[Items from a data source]
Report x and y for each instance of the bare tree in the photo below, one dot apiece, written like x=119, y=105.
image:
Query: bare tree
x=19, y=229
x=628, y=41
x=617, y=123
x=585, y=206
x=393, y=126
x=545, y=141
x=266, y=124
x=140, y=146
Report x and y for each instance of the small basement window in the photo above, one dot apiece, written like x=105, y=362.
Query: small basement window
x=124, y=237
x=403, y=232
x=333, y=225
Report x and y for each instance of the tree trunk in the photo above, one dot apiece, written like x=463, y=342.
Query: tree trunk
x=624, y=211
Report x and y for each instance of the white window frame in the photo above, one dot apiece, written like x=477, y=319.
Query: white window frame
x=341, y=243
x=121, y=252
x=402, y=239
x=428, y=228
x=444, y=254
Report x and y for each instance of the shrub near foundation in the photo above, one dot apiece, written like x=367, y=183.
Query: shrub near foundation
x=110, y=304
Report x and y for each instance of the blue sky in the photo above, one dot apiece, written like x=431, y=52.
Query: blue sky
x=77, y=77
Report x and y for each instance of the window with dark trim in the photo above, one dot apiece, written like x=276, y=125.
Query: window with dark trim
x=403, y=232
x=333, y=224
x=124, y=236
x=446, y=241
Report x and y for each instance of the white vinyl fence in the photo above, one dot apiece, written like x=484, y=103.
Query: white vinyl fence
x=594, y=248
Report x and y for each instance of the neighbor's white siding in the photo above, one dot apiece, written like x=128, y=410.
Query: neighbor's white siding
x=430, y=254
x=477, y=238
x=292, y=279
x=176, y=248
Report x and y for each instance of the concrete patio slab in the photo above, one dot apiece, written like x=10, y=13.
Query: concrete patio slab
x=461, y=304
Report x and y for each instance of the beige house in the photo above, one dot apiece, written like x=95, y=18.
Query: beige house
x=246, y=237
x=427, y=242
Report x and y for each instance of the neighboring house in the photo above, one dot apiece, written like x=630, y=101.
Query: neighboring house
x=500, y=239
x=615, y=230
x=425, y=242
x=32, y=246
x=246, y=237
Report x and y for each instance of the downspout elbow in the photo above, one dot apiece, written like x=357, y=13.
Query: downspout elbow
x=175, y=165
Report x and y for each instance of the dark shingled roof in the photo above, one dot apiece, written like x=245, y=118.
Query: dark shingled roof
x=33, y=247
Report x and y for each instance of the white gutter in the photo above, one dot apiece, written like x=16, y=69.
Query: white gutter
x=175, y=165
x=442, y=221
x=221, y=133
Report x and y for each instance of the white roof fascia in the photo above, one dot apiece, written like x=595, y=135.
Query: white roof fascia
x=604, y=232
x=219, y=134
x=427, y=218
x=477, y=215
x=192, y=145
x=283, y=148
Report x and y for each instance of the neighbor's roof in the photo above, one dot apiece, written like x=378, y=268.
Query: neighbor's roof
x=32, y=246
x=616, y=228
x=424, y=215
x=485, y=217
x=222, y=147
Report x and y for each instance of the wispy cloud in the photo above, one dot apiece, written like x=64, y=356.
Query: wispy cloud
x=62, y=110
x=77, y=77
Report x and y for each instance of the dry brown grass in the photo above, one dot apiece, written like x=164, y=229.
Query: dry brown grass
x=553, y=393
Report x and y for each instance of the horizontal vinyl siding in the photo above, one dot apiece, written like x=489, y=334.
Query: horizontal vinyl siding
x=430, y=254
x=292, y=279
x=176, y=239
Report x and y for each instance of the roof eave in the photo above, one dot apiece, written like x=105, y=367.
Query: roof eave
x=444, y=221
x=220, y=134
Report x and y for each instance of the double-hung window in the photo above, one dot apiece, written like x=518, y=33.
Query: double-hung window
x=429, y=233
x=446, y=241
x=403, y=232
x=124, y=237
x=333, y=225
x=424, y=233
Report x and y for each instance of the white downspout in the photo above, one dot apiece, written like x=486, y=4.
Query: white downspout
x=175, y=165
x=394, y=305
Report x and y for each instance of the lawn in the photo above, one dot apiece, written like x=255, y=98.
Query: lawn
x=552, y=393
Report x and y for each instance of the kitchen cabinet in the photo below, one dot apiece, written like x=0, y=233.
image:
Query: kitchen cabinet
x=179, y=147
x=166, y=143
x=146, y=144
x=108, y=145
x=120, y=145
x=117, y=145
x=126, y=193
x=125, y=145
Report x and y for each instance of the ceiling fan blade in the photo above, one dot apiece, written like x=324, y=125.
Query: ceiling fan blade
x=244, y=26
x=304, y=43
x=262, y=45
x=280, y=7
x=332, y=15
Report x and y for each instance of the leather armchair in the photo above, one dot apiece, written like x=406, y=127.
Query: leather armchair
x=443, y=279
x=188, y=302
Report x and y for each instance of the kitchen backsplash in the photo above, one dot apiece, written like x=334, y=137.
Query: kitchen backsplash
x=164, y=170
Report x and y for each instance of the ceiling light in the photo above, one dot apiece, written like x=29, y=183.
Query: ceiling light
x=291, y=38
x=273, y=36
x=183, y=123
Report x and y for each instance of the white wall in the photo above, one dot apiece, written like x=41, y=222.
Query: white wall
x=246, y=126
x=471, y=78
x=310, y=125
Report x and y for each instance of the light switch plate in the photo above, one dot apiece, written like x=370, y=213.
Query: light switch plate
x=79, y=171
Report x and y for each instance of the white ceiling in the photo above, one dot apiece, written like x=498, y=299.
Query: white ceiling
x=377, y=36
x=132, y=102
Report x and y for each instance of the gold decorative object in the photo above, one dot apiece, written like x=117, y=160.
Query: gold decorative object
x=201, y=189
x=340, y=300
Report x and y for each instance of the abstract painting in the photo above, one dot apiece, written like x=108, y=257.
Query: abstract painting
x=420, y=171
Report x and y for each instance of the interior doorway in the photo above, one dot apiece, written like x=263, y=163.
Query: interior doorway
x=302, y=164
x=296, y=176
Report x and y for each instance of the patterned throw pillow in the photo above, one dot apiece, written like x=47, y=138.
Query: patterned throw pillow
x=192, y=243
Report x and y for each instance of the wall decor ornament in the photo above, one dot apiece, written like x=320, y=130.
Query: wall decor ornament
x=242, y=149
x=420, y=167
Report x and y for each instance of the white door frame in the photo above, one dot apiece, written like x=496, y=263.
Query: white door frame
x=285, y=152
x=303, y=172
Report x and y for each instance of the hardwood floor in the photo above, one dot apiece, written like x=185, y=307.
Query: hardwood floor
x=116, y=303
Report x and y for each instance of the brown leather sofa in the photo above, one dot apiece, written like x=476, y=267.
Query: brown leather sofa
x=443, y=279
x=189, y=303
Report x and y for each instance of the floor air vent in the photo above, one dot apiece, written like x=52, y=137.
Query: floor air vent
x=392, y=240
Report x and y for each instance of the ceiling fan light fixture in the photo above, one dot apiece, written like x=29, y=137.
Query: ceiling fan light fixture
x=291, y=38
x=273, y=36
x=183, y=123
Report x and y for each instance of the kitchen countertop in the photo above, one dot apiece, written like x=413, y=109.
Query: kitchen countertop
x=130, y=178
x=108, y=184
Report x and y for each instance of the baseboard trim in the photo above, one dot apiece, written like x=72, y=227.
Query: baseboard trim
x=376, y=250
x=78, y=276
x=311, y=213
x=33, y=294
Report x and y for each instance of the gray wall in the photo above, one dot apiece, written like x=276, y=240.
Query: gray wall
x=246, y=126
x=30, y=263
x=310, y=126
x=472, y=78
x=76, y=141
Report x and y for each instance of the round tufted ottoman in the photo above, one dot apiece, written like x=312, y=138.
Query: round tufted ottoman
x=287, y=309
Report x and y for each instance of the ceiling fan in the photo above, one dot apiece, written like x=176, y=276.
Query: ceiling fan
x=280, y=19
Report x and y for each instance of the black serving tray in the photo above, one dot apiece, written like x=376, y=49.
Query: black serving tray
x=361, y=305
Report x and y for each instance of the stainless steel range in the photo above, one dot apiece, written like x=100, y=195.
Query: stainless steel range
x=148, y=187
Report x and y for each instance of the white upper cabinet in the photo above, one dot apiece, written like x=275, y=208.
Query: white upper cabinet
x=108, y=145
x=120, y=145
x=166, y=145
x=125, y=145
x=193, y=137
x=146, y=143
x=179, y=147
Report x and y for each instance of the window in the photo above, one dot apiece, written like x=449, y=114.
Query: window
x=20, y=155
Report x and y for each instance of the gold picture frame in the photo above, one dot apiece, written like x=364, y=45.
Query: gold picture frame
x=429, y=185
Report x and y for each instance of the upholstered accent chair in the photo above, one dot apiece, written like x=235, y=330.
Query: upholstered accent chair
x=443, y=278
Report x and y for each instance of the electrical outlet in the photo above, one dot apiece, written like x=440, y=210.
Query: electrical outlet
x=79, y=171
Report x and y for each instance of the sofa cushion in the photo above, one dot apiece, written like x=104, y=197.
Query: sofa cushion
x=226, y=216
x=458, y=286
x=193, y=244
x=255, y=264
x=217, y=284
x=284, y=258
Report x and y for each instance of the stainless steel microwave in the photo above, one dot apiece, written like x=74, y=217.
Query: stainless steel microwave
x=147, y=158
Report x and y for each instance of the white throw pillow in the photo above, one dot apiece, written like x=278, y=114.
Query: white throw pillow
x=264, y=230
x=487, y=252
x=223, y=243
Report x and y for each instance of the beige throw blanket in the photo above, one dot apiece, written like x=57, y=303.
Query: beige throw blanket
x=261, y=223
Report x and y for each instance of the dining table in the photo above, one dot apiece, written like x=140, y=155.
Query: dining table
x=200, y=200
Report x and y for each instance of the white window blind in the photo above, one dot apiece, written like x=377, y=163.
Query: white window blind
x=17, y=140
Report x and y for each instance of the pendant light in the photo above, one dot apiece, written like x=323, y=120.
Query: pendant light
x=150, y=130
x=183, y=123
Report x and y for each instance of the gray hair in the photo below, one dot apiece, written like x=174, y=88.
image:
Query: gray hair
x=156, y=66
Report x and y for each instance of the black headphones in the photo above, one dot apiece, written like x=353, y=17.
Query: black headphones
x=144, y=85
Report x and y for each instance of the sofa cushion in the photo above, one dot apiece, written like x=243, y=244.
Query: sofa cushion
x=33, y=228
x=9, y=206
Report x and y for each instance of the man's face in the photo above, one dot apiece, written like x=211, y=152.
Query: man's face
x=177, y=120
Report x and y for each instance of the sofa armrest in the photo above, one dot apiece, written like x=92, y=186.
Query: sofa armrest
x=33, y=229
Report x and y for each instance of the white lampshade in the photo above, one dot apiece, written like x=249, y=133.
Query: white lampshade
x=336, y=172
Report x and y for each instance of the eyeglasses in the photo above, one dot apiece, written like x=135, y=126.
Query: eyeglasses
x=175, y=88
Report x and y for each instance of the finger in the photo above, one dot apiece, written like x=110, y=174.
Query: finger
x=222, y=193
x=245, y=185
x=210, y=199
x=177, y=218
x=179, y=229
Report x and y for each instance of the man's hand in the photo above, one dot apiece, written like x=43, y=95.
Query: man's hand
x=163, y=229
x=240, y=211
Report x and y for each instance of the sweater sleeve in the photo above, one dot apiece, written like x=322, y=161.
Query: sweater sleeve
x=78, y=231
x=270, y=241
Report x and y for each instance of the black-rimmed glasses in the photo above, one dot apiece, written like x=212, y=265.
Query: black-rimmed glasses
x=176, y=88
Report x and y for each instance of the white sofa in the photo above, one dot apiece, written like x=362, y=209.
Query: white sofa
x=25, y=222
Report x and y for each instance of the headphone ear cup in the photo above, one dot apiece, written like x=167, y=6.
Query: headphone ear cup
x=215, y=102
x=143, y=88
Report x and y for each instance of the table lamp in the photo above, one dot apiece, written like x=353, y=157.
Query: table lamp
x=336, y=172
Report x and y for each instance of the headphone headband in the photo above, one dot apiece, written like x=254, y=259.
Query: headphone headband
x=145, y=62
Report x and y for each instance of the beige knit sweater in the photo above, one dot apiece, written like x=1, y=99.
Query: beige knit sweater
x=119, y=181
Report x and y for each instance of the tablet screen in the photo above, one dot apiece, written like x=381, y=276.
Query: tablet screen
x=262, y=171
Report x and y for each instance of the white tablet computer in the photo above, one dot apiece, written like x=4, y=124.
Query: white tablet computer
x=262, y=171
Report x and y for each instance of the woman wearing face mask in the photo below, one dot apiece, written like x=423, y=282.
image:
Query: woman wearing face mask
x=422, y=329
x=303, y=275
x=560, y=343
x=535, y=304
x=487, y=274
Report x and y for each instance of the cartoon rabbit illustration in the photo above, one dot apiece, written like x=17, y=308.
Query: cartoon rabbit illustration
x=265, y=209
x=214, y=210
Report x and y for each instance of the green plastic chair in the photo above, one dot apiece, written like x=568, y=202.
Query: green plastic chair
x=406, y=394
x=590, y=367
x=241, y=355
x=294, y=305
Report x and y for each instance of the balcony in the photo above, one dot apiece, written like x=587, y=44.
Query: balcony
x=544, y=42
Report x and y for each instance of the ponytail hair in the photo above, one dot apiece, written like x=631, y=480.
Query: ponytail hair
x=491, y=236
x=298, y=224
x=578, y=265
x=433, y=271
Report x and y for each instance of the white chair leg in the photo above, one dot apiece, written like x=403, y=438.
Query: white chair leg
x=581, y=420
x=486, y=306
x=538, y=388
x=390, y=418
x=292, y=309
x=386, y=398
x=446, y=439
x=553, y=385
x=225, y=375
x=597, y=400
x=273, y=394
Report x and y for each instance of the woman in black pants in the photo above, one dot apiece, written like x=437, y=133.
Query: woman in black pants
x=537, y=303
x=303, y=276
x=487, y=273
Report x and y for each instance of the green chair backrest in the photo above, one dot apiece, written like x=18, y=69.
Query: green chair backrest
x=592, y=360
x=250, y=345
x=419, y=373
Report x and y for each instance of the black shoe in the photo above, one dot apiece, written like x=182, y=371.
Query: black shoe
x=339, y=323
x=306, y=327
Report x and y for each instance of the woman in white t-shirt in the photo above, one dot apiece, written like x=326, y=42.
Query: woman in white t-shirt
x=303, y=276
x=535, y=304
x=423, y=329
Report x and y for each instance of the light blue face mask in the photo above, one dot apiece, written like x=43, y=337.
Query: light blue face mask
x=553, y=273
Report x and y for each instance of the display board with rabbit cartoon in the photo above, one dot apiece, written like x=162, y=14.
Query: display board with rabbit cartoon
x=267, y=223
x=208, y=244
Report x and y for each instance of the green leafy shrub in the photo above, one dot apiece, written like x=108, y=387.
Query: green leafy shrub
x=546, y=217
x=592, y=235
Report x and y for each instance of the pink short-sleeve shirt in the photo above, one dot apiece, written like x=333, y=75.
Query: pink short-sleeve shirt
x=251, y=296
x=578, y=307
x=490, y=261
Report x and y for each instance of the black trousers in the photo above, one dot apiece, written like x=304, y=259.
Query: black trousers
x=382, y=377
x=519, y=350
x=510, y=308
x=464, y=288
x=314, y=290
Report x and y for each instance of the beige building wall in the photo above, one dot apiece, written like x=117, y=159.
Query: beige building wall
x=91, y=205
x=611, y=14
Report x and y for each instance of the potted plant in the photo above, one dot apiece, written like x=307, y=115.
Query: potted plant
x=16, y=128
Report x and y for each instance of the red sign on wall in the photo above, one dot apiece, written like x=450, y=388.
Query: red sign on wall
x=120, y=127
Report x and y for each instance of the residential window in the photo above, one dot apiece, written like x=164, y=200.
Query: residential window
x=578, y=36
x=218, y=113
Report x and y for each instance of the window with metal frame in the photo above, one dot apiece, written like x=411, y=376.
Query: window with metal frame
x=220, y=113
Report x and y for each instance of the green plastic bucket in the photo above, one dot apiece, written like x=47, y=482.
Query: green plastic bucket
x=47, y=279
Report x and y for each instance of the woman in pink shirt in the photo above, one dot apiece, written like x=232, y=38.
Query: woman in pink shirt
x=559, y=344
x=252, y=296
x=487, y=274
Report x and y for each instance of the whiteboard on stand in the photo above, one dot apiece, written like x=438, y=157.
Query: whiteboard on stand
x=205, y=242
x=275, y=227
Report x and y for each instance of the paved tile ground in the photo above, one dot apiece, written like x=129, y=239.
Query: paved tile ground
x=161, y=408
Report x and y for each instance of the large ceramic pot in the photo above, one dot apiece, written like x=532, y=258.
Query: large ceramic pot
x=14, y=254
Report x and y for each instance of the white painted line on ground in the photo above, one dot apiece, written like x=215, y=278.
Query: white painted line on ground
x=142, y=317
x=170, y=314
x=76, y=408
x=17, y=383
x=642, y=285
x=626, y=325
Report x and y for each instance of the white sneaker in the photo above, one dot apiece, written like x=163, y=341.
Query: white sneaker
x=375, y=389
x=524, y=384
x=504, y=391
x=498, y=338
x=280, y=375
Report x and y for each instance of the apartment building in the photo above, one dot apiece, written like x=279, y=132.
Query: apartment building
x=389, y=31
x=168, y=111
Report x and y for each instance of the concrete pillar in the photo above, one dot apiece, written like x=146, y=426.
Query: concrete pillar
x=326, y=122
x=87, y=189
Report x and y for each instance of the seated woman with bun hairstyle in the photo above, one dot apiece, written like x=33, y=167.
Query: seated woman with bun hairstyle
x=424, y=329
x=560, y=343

BRIEF — Looking at the data above, write out exactly the lines that start at the one containing "Report x and y for each instance of the wispy" and end at the one containing "like x=324, y=125."; include both and nothing beyond.

WRITTEN SOLUTION —
Report x and y for each instance of the wispy cloud in the photo above, one dot apiece, written like x=64, y=356.
Query: wispy cloud
x=62, y=110
x=77, y=77
Report x and y for each instance of the dry brown grass in the photo above, one dot apiece, written like x=164, y=229.
Query: dry brown grass
x=553, y=393
Report x and y for each instance of the horizontal vinyl siding in the photo above, one dot apiece, written like x=489, y=334.
Query: horizontal vinyl siding
x=430, y=254
x=292, y=279
x=176, y=239
Report x and y for each instance of the roof eave in the photo above, one dot apiece, written like x=105, y=367.
Query: roof eave
x=444, y=221
x=220, y=134
Report x and y for each instance of the double-hung window in the photo above, one dot apiece, written like x=518, y=33.
Query: double-hung window
x=429, y=233
x=446, y=241
x=403, y=232
x=124, y=237
x=333, y=225
x=424, y=233
Report x and y for each instance of the white downspout in the photo above, one dot apiece, written like x=486, y=4.
Query: white downspout
x=175, y=165
x=394, y=305
Report x and y for each instance of the lawn in the photo above, one dot apiece, written like x=255, y=98.
Query: lawn
x=552, y=393
Report x and y for each instance of the kitchen cabinet in the photo below, one dot apiece, written like x=0, y=233.
image:
Query: kitchen cabinet
x=179, y=147
x=166, y=143
x=146, y=144
x=108, y=145
x=120, y=145
x=117, y=145
x=126, y=193
x=125, y=145
Report x and y for each instance of the ceiling fan blade in the photo above, one dot apiece, written like x=324, y=125.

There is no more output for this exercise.